## Given request:
Transcribe the rows below word for word, from the first line through the line that contains "<point>424,224</point>". Include both of those lines, and leave the pictures out of your answer.

+++

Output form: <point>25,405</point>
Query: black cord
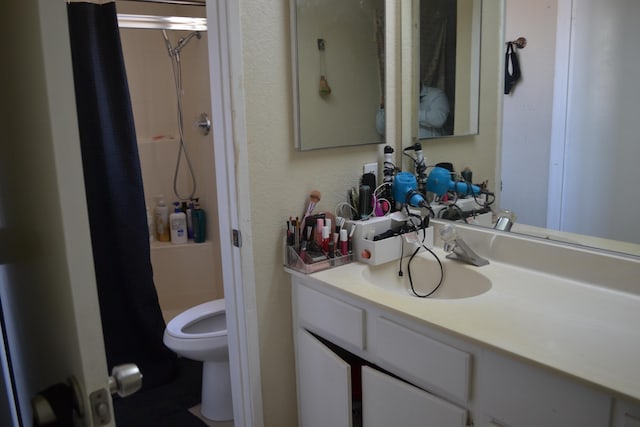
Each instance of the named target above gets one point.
<point>411,279</point>
<point>424,224</point>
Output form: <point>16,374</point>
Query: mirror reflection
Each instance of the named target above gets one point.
<point>584,165</point>
<point>448,49</point>
<point>338,64</point>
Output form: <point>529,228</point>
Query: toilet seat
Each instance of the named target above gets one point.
<point>177,326</point>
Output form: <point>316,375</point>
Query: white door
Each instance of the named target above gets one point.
<point>47,283</point>
<point>388,401</point>
<point>596,158</point>
<point>324,384</point>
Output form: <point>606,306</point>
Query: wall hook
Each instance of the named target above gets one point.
<point>520,42</point>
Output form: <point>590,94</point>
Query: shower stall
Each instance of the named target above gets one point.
<point>166,59</point>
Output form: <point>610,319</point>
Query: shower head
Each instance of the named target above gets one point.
<point>167,42</point>
<point>175,51</point>
<point>184,40</point>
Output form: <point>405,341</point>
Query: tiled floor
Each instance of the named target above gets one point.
<point>196,411</point>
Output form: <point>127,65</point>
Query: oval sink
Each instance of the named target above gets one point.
<point>460,280</point>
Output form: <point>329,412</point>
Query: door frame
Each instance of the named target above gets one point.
<point>230,146</point>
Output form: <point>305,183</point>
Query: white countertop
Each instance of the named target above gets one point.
<point>586,331</point>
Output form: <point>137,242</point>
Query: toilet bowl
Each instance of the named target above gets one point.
<point>200,333</point>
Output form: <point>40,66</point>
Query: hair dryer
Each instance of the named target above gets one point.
<point>405,191</point>
<point>439,182</point>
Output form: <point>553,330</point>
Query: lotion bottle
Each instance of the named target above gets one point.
<point>199,219</point>
<point>178,221</point>
<point>161,218</point>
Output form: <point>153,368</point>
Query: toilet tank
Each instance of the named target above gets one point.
<point>184,276</point>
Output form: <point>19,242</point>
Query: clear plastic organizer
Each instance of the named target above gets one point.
<point>314,262</point>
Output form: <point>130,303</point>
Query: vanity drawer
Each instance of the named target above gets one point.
<point>329,317</point>
<point>420,359</point>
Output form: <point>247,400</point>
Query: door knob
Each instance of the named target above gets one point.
<point>125,379</point>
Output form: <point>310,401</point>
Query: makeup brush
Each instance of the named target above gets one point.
<point>314,198</point>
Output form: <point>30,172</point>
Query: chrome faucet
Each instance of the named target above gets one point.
<point>457,247</point>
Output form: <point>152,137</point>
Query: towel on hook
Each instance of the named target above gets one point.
<point>512,68</point>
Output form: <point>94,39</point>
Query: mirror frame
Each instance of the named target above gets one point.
<point>468,106</point>
<point>297,104</point>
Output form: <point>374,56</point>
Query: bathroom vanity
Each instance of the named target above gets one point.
<point>552,340</point>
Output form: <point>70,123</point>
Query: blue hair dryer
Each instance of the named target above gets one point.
<point>405,190</point>
<point>439,182</point>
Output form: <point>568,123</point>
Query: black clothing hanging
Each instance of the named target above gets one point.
<point>512,68</point>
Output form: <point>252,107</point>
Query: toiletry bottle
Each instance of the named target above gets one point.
<point>344,239</point>
<point>161,218</point>
<point>150,226</point>
<point>199,219</point>
<point>189,212</point>
<point>178,221</point>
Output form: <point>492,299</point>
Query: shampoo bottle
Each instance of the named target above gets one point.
<point>161,218</point>
<point>199,223</point>
<point>189,213</point>
<point>178,221</point>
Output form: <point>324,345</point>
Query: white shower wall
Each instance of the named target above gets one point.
<point>184,275</point>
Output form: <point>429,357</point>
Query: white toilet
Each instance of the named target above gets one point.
<point>200,333</point>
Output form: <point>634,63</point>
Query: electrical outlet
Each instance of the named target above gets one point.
<point>371,168</point>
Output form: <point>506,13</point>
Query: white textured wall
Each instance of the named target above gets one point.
<point>528,110</point>
<point>280,177</point>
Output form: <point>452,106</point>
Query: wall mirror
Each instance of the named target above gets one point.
<point>584,146</point>
<point>447,67</point>
<point>338,54</point>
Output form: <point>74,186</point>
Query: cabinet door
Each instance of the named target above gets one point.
<point>324,384</point>
<point>387,401</point>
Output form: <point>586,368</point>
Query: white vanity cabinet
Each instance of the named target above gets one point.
<point>626,414</point>
<point>382,397</point>
<point>410,374</point>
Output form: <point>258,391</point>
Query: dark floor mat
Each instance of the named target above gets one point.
<point>166,405</point>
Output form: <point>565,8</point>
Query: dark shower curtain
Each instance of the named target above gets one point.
<point>132,322</point>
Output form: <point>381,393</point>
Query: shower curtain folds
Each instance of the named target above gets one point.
<point>131,317</point>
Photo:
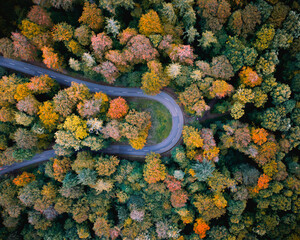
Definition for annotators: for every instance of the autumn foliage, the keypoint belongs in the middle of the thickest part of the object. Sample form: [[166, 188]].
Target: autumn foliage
[[91, 16], [150, 23], [249, 77], [259, 135], [50, 58], [24, 179], [47, 115], [201, 227], [262, 183], [154, 170], [41, 84], [117, 108], [40, 16]]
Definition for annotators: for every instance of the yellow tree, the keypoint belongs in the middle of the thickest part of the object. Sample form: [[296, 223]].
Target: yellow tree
[[92, 16], [48, 116]]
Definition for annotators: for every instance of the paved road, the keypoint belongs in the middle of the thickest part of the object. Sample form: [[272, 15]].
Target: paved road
[[163, 98]]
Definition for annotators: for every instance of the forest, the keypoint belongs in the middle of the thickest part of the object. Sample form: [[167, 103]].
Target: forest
[[233, 67]]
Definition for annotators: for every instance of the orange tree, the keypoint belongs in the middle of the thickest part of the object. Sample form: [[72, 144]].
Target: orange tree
[[117, 108]]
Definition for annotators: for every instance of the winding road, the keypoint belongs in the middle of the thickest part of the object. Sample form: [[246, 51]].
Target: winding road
[[163, 98]]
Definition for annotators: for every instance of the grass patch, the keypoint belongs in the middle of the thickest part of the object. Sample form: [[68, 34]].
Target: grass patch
[[160, 117]]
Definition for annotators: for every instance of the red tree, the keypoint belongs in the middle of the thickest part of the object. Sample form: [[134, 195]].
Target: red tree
[[40, 16]]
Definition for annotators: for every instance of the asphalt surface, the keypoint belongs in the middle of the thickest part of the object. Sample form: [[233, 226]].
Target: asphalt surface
[[163, 98]]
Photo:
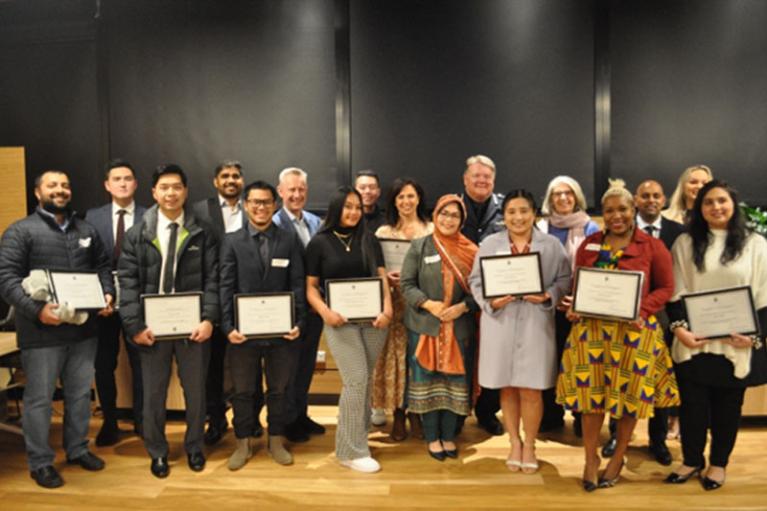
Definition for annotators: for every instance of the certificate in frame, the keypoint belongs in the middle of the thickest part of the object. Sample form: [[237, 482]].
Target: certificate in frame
[[264, 315], [80, 289], [608, 294], [358, 300], [172, 316], [717, 313], [511, 274]]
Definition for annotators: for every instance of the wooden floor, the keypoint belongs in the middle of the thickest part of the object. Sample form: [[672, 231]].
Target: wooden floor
[[409, 479]]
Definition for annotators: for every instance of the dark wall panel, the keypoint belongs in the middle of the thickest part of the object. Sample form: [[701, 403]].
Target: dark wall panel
[[435, 82], [689, 85], [198, 82]]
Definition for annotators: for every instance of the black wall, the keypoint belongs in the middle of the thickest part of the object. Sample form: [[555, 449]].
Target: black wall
[[589, 88]]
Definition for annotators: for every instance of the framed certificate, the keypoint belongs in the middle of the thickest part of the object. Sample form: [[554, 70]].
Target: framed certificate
[[610, 294], [516, 275], [355, 299], [264, 315], [720, 312], [394, 252], [172, 316], [81, 290]]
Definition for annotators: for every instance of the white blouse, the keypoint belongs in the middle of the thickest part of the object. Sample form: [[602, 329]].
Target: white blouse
[[749, 269]]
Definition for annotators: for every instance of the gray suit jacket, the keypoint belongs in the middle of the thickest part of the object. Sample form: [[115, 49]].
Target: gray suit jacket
[[421, 279]]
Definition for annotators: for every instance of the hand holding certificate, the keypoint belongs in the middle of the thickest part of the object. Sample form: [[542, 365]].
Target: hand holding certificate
[[609, 294]]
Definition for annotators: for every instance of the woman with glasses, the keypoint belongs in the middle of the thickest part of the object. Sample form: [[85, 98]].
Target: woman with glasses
[[406, 219], [344, 249], [518, 353], [441, 326]]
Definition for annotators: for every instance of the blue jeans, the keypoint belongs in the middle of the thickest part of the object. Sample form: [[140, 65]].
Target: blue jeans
[[74, 364]]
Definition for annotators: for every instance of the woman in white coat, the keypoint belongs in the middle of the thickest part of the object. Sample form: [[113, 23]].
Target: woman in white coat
[[518, 352]]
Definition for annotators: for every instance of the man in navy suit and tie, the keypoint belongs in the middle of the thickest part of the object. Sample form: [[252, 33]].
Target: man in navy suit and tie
[[649, 200], [261, 258], [292, 216], [220, 215], [111, 221]]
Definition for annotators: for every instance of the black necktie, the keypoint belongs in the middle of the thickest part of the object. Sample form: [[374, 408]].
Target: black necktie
[[170, 259], [118, 237]]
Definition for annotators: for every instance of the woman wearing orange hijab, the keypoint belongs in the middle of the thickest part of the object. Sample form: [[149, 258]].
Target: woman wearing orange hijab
[[441, 326]]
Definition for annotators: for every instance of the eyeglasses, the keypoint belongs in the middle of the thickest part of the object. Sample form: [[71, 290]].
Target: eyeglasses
[[260, 203], [453, 216]]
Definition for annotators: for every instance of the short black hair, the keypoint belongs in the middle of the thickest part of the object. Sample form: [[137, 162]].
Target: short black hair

+++

## Task output:
Output form: <point>25,405</point>
Query: black cord
Each instance of the named target above gets one point.
<point>411,279</point>
<point>424,224</point>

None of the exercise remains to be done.